__REQUEST__. Gather each line below that contains the string "fingers" and copy those lines out in full.

__DATA TO USE__.
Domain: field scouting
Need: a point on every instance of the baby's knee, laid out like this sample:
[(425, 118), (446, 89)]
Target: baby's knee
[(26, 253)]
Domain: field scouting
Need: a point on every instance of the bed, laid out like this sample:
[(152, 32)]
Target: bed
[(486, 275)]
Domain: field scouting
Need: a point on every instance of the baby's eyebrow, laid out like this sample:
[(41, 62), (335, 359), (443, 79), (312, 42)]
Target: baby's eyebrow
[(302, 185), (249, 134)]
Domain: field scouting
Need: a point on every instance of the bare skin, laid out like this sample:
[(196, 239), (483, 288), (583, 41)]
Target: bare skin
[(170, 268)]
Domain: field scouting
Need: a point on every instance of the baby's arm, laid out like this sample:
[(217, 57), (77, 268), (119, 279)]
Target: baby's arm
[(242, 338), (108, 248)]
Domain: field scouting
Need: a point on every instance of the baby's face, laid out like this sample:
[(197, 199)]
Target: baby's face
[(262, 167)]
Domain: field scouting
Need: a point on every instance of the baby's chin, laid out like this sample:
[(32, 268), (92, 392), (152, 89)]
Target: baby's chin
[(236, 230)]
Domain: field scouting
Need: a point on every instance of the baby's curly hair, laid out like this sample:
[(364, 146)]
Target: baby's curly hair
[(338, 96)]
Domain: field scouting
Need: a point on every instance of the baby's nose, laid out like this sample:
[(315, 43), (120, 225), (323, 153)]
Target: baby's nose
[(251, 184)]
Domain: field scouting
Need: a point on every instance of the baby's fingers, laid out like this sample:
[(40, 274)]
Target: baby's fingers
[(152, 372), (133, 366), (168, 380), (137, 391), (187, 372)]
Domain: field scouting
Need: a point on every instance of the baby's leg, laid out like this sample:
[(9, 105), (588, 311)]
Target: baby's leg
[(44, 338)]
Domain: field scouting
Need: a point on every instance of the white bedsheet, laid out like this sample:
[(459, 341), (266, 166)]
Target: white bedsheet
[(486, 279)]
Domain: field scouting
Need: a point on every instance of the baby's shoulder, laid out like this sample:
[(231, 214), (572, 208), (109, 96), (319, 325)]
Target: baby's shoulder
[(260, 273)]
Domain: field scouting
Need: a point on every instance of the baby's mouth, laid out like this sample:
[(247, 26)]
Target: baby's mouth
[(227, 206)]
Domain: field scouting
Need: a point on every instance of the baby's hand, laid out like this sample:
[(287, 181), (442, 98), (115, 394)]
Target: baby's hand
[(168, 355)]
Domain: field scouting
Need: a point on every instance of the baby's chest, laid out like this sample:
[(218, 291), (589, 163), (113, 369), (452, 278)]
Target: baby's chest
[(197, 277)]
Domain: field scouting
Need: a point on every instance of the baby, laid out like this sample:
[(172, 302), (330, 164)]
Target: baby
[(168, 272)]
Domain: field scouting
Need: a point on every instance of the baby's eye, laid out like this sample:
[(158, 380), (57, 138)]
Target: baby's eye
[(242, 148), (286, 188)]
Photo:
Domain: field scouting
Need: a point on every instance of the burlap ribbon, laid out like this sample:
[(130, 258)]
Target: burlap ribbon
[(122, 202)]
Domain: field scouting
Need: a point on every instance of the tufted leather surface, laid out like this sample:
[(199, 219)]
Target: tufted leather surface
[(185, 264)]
---
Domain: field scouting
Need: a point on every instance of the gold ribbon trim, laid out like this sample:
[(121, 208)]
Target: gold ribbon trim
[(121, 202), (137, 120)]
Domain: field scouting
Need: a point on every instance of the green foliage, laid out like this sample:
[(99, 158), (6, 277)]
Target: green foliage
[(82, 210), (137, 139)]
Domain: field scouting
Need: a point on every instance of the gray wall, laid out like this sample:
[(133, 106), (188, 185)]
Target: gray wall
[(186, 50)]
---
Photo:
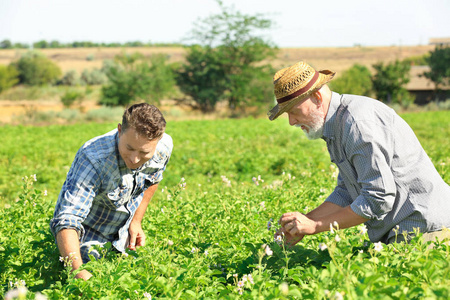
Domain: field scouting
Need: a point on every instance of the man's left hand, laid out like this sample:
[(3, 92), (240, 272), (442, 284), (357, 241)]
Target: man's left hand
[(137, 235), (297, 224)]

__TASK RESULT__.
Need: a point on every instance of the baby's fingers, laid out like this sample:
Target: baby's fingers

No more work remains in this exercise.